__Requirement__:
Count the lines in the rows below that contain the string "tail" and report only that number.

__Dataset entries__:
——
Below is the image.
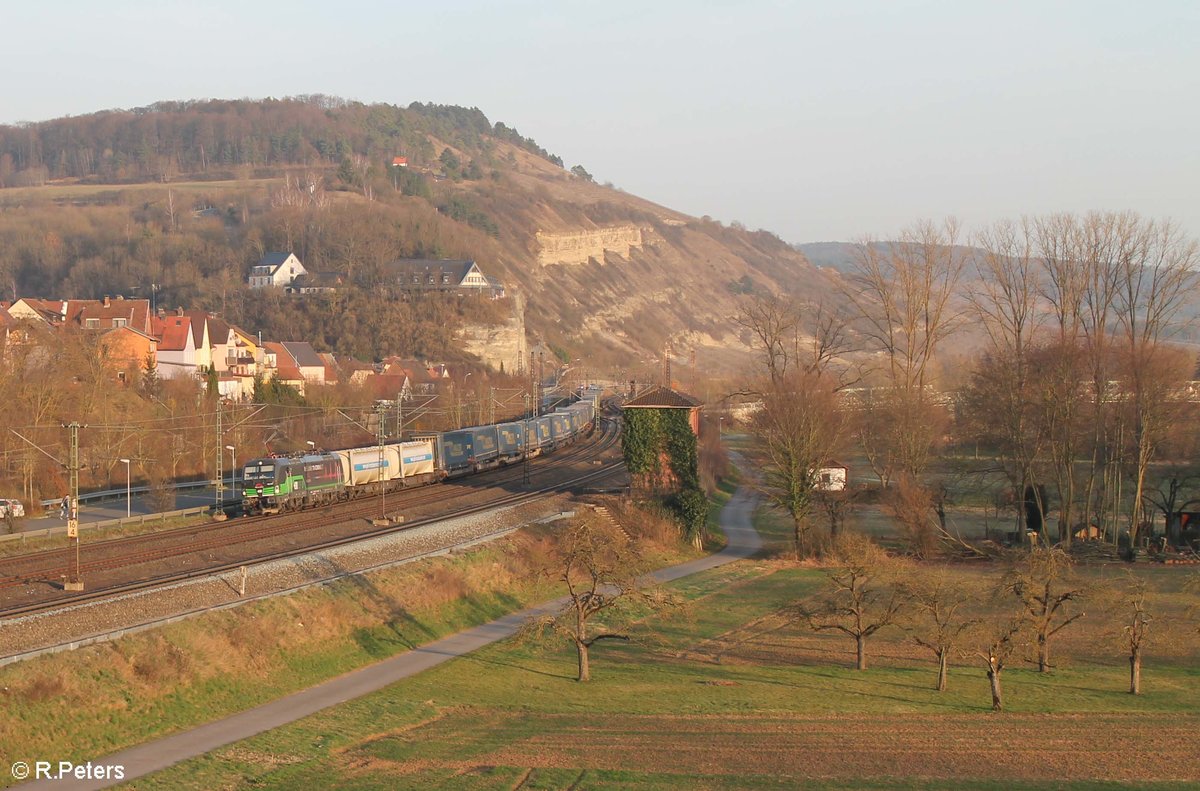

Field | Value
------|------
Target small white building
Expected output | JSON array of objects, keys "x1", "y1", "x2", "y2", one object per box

[
  {"x1": 812, "y1": 461, "x2": 850, "y2": 492},
  {"x1": 250, "y1": 253, "x2": 308, "y2": 288}
]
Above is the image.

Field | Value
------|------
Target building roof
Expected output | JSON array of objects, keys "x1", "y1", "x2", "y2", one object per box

[
  {"x1": 624, "y1": 386, "x2": 703, "y2": 409},
  {"x1": 263, "y1": 341, "x2": 304, "y2": 382},
  {"x1": 258, "y1": 252, "x2": 292, "y2": 269},
  {"x1": 280, "y1": 341, "x2": 325, "y2": 368},
  {"x1": 383, "y1": 258, "x2": 475, "y2": 286},
  {"x1": 62, "y1": 296, "x2": 150, "y2": 332},
  {"x1": 8, "y1": 298, "x2": 66, "y2": 325},
  {"x1": 154, "y1": 314, "x2": 196, "y2": 352}
]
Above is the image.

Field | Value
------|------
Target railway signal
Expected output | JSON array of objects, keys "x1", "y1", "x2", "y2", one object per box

[{"x1": 62, "y1": 423, "x2": 83, "y2": 591}]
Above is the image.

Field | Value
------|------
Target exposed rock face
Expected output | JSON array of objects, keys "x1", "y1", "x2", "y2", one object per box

[
  {"x1": 462, "y1": 293, "x2": 529, "y2": 373},
  {"x1": 538, "y1": 226, "x2": 642, "y2": 266}
]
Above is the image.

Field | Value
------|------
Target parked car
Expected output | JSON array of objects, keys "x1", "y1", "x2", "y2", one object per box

[{"x1": 0, "y1": 497, "x2": 25, "y2": 519}]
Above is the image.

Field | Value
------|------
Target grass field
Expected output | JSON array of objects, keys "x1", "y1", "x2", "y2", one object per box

[{"x1": 126, "y1": 561, "x2": 1200, "y2": 789}]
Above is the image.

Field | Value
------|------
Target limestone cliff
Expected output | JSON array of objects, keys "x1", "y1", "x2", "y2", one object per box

[
  {"x1": 536, "y1": 226, "x2": 642, "y2": 266},
  {"x1": 462, "y1": 293, "x2": 529, "y2": 373}
]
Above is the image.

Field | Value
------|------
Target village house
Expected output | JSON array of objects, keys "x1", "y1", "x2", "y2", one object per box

[
  {"x1": 248, "y1": 252, "x2": 308, "y2": 288},
  {"x1": 383, "y1": 258, "x2": 504, "y2": 298}
]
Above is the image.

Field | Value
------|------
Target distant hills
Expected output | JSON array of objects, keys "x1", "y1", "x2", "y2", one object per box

[{"x1": 0, "y1": 96, "x2": 836, "y2": 367}]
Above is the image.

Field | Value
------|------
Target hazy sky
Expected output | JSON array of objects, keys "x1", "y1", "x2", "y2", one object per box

[{"x1": 0, "y1": 0, "x2": 1200, "y2": 242}]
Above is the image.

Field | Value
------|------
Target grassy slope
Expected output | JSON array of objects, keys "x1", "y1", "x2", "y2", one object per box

[
  {"x1": 126, "y1": 562, "x2": 1200, "y2": 789},
  {"x1": 0, "y1": 511, "x2": 694, "y2": 785}
]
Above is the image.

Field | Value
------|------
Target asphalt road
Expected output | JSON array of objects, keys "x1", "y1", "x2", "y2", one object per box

[
  {"x1": 6, "y1": 487, "x2": 762, "y2": 790},
  {"x1": 8, "y1": 486, "x2": 234, "y2": 533}
]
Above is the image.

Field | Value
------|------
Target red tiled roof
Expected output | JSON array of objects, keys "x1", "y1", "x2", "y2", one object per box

[
  {"x1": 154, "y1": 316, "x2": 192, "y2": 352},
  {"x1": 66, "y1": 299, "x2": 150, "y2": 332},
  {"x1": 624, "y1": 386, "x2": 703, "y2": 409}
]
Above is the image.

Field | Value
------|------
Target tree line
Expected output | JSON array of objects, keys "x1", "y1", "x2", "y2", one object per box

[
  {"x1": 0, "y1": 95, "x2": 562, "y2": 187},
  {"x1": 737, "y1": 212, "x2": 1200, "y2": 555}
]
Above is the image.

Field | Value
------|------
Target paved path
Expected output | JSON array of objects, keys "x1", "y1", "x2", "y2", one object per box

[{"x1": 16, "y1": 487, "x2": 762, "y2": 790}]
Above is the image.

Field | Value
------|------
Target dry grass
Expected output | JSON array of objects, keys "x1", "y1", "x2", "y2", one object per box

[
  {"x1": 0, "y1": 501, "x2": 696, "y2": 772},
  {"x1": 340, "y1": 709, "x2": 1200, "y2": 781}
]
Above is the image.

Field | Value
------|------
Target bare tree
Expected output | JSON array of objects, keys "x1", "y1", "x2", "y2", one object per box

[
  {"x1": 974, "y1": 617, "x2": 1024, "y2": 712},
  {"x1": 523, "y1": 519, "x2": 674, "y2": 682},
  {"x1": 904, "y1": 568, "x2": 979, "y2": 693},
  {"x1": 967, "y1": 220, "x2": 1045, "y2": 539},
  {"x1": 846, "y1": 220, "x2": 966, "y2": 480},
  {"x1": 1121, "y1": 573, "x2": 1153, "y2": 695},
  {"x1": 734, "y1": 296, "x2": 847, "y2": 553},
  {"x1": 1115, "y1": 216, "x2": 1200, "y2": 550},
  {"x1": 1001, "y1": 547, "x2": 1087, "y2": 673},
  {"x1": 796, "y1": 533, "x2": 905, "y2": 670},
  {"x1": 750, "y1": 371, "x2": 844, "y2": 553}
]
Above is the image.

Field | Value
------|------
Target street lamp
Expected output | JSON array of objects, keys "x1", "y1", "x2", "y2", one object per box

[
  {"x1": 116, "y1": 459, "x2": 132, "y2": 519},
  {"x1": 226, "y1": 445, "x2": 238, "y2": 497}
]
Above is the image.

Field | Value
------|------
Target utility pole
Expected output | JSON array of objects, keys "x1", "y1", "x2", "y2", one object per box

[
  {"x1": 533, "y1": 352, "x2": 546, "y2": 417},
  {"x1": 521, "y1": 392, "x2": 529, "y2": 486},
  {"x1": 378, "y1": 403, "x2": 388, "y2": 519},
  {"x1": 62, "y1": 423, "x2": 83, "y2": 591},
  {"x1": 212, "y1": 403, "x2": 224, "y2": 519}
]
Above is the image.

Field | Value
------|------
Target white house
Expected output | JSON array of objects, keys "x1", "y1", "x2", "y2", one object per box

[
  {"x1": 250, "y1": 253, "x2": 308, "y2": 288},
  {"x1": 814, "y1": 461, "x2": 850, "y2": 492}
]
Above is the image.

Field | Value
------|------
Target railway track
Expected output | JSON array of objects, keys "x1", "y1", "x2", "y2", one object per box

[{"x1": 0, "y1": 424, "x2": 620, "y2": 618}]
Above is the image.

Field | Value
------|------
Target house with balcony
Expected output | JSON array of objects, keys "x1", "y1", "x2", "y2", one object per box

[{"x1": 248, "y1": 252, "x2": 308, "y2": 288}]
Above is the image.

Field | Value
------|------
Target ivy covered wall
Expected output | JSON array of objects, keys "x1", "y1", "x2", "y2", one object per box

[{"x1": 622, "y1": 408, "x2": 708, "y2": 544}]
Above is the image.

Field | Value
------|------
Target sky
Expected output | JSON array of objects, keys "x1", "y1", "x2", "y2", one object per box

[{"x1": 0, "y1": 0, "x2": 1200, "y2": 242}]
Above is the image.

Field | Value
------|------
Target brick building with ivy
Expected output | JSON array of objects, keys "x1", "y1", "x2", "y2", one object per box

[
  {"x1": 623, "y1": 386, "x2": 701, "y2": 493},
  {"x1": 622, "y1": 386, "x2": 708, "y2": 547}
]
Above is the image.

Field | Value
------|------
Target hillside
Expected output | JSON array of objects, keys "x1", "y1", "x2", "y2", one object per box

[{"x1": 0, "y1": 97, "x2": 830, "y2": 376}]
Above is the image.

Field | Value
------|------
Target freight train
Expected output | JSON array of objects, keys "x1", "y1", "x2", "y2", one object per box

[{"x1": 241, "y1": 388, "x2": 600, "y2": 515}]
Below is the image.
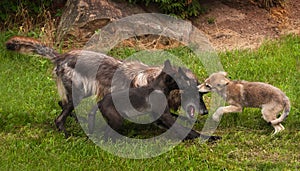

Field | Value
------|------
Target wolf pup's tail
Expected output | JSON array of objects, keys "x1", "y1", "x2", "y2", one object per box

[
  {"x1": 6, "y1": 36, "x2": 59, "y2": 61},
  {"x1": 271, "y1": 96, "x2": 291, "y2": 125}
]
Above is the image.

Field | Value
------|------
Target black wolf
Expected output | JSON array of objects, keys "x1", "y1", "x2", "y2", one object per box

[
  {"x1": 6, "y1": 36, "x2": 211, "y2": 137},
  {"x1": 98, "y1": 60, "x2": 219, "y2": 140}
]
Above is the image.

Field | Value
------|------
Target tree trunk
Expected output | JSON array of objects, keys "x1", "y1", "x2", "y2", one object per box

[{"x1": 56, "y1": 0, "x2": 145, "y2": 47}]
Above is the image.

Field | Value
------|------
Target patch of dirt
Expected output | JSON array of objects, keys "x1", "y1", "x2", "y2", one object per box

[{"x1": 191, "y1": 0, "x2": 300, "y2": 51}]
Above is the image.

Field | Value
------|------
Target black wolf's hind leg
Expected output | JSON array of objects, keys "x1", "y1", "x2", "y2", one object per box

[
  {"x1": 58, "y1": 101, "x2": 79, "y2": 123},
  {"x1": 88, "y1": 105, "x2": 98, "y2": 134},
  {"x1": 54, "y1": 103, "x2": 74, "y2": 138},
  {"x1": 170, "y1": 112, "x2": 197, "y2": 124}
]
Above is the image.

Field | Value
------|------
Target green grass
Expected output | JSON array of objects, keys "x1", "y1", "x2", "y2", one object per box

[{"x1": 0, "y1": 34, "x2": 300, "y2": 170}]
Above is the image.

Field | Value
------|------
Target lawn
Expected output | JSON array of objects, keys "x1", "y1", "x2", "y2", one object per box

[{"x1": 0, "y1": 33, "x2": 300, "y2": 170}]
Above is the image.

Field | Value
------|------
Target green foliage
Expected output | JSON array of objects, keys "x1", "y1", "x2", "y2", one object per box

[
  {"x1": 128, "y1": 0, "x2": 203, "y2": 18},
  {"x1": 0, "y1": 0, "x2": 53, "y2": 22},
  {"x1": 0, "y1": 31, "x2": 300, "y2": 170}
]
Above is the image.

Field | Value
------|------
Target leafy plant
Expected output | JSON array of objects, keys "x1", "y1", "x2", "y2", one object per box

[{"x1": 128, "y1": 0, "x2": 203, "y2": 18}]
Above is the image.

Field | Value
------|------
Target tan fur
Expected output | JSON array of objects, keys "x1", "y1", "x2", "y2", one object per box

[{"x1": 198, "y1": 72, "x2": 290, "y2": 134}]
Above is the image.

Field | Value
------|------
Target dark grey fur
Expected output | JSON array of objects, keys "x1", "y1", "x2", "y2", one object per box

[{"x1": 6, "y1": 37, "x2": 213, "y2": 140}]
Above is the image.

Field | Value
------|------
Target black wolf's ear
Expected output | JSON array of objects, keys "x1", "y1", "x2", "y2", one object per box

[
  {"x1": 164, "y1": 59, "x2": 172, "y2": 70},
  {"x1": 178, "y1": 67, "x2": 188, "y2": 79}
]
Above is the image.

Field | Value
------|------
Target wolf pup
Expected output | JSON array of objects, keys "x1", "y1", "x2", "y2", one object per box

[{"x1": 198, "y1": 72, "x2": 291, "y2": 134}]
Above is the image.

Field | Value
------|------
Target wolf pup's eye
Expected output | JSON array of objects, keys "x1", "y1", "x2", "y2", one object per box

[{"x1": 205, "y1": 84, "x2": 211, "y2": 89}]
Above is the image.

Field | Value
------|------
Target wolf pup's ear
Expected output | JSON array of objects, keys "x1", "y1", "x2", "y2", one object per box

[{"x1": 219, "y1": 71, "x2": 228, "y2": 77}]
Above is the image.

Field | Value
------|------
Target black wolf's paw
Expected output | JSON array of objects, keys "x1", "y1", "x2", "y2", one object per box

[{"x1": 208, "y1": 136, "x2": 222, "y2": 142}]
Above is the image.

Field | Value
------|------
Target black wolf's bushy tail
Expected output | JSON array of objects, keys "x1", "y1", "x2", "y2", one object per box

[{"x1": 6, "y1": 36, "x2": 59, "y2": 61}]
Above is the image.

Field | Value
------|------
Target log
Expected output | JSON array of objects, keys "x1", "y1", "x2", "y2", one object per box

[{"x1": 56, "y1": 0, "x2": 145, "y2": 48}]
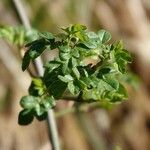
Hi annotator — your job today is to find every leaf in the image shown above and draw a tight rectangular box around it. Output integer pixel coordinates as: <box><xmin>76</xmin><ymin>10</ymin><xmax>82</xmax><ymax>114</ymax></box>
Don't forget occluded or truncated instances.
<box><xmin>58</xmin><ymin>74</ymin><xmax>74</xmax><ymax>83</ymax></box>
<box><xmin>48</xmin><ymin>79</ymin><xmax>67</xmax><ymax>99</ymax></box>
<box><xmin>20</xmin><ymin>96</ymin><xmax>38</xmax><ymax>109</ymax></box>
<box><xmin>28</xmin><ymin>78</ymin><xmax>46</xmax><ymax>96</ymax></box>
<box><xmin>22</xmin><ymin>51</ymin><xmax>30</xmax><ymax>71</ymax></box>
<box><xmin>18</xmin><ymin>109</ymin><xmax>34</xmax><ymax>125</ymax></box>
<box><xmin>22</xmin><ymin>39</ymin><xmax>46</xmax><ymax>71</ymax></box>
<box><xmin>97</xmin><ymin>30</ymin><xmax>111</xmax><ymax>43</ymax></box>
<box><xmin>39</xmin><ymin>31</ymin><xmax>55</xmax><ymax>40</ymax></box>
<box><xmin>44</xmin><ymin>60</ymin><xmax>61</xmax><ymax>73</ymax></box>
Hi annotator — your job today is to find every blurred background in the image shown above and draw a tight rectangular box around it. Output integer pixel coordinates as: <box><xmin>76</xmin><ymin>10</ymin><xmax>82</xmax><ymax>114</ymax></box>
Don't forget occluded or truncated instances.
<box><xmin>0</xmin><ymin>0</ymin><xmax>150</xmax><ymax>150</ymax></box>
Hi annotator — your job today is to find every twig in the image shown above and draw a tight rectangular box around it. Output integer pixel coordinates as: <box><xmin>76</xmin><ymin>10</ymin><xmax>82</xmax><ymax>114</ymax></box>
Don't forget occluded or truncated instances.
<box><xmin>13</xmin><ymin>0</ymin><xmax>60</xmax><ymax>150</ymax></box>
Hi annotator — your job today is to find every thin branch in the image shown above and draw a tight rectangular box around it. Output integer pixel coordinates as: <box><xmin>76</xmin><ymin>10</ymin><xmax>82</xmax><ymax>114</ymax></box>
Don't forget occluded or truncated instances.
<box><xmin>13</xmin><ymin>0</ymin><xmax>60</xmax><ymax>150</ymax></box>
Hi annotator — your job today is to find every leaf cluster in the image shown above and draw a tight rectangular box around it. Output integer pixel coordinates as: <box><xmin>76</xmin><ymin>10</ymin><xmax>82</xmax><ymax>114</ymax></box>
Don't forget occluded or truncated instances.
<box><xmin>4</xmin><ymin>24</ymin><xmax>132</xmax><ymax>125</ymax></box>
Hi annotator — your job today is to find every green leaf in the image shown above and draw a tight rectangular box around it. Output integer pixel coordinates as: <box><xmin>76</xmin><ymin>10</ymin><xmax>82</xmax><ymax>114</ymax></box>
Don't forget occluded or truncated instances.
<box><xmin>58</xmin><ymin>74</ymin><xmax>74</xmax><ymax>83</ymax></box>
<box><xmin>22</xmin><ymin>51</ymin><xmax>30</xmax><ymax>71</ymax></box>
<box><xmin>48</xmin><ymin>79</ymin><xmax>67</xmax><ymax>99</ymax></box>
<box><xmin>22</xmin><ymin>39</ymin><xmax>46</xmax><ymax>71</ymax></box>
<box><xmin>44</xmin><ymin>60</ymin><xmax>61</xmax><ymax>73</ymax></box>
<box><xmin>20</xmin><ymin>96</ymin><xmax>38</xmax><ymax>109</ymax></box>
<box><xmin>39</xmin><ymin>31</ymin><xmax>55</xmax><ymax>40</ymax></box>
<box><xmin>29</xmin><ymin>78</ymin><xmax>46</xmax><ymax>96</ymax></box>
<box><xmin>18</xmin><ymin>109</ymin><xmax>34</xmax><ymax>125</ymax></box>
<box><xmin>97</xmin><ymin>30</ymin><xmax>111</xmax><ymax>43</ymax></box>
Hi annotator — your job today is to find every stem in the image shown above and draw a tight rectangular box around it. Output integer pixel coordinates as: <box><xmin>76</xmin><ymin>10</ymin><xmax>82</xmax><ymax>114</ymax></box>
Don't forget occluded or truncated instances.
<box><xmin>13</xmin><ymin>0</ymin><xmax>60</xmax><ymax>150</ymax></box>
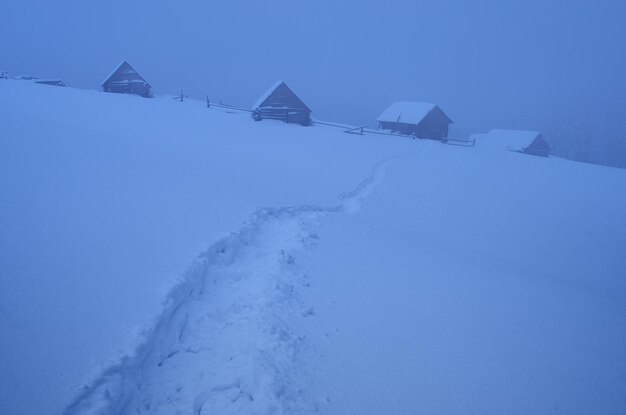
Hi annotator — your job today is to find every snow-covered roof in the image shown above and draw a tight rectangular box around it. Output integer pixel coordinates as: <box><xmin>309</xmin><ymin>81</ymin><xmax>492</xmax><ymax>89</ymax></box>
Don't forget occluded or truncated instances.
<box><xmin>102</xmin><ymin>61</ymin><xmax>126</xmax><ymax>85</ymax></box>
<box><xmin>252</xmin><ymin>81</ymin><xmax>285</xmax><ymax>110</ymax></box>
<box><xmin>101</xmin><ymin>61</ymin><xmax>150</xmax><ymax>86</ymax></box>
<box><xmin>470</xmin><ymin>129</ymin><xmax>541</xmax><ymax>151</ymax></box>
<box><xmin>376</xmin><ymin>101</ymin><xmax>436</xmax><ymax>124</ymax></box>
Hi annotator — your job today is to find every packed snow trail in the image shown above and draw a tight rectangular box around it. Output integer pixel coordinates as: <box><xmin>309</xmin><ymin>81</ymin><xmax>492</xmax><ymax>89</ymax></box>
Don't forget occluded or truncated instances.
<box><xmin>65</xmin><ymin>158</ymin><xmax>390</xmax><ymax>415</ymax></box>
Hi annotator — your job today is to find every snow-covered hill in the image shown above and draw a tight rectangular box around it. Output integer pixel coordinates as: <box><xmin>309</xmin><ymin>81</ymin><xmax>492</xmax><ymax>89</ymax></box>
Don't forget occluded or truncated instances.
<box><xmin>0</xmin><ymin>81</ymin><xmax>626</xmax><ymax>414</ymax></box>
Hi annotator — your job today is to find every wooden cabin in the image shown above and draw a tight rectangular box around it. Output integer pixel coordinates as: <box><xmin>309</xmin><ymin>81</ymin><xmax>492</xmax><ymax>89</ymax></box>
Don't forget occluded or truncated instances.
<box><xmin>102</xmin><ymin>61</ymin><xmax>152</xmax><ymax>97</ymax></box>
<box><xmin>252</xmin><ymin>81</ymin><xmax>311</xmax><ymax>125</ymax></box>
<box><xmin>470</xmin><ymin>130</ymin><xmax>552</xmax><ymax>157</ymax></box>
<box><xmin>33</xmin><ymin>79</ymin><xmax>66</xmax><ymax>86</ymax></box>
<box><xmin>377</xmin><ymin>102</ymin><xmax>453</xmax><ymax>140</ymax></box>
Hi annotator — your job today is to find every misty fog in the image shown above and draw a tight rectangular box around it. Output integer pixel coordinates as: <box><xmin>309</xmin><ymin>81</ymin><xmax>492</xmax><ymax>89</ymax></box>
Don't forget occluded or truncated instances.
<box><xmin>0</xmin><ymin>0</ymin><xmax>626</xmax><ymax>167</ymax></box>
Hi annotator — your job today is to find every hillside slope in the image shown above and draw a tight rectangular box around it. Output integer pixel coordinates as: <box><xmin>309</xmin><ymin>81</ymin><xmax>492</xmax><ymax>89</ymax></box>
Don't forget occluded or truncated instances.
<box><xmin>0</xmin><ymin>81</ymin><xmax>626</xmax><ymax>414</ymax></box>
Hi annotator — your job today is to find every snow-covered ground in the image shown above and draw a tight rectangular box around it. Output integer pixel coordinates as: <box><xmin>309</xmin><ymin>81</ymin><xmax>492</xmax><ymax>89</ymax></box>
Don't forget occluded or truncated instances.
<box><xmin>0</xmin><ymin>81</ymin><xmax>626</xmax><ymax>414</ymax></box>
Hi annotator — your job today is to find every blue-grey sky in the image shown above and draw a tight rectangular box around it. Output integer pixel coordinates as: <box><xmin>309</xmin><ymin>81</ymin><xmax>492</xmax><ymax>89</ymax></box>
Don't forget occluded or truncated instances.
<box><xmin>0</xmin><ymin>0</ymin><xmax>626</xmax><ymax>135</ymax></box>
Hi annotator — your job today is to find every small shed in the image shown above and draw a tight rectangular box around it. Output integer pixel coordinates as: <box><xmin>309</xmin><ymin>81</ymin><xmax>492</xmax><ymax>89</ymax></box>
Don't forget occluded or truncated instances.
——
__The answer__:
2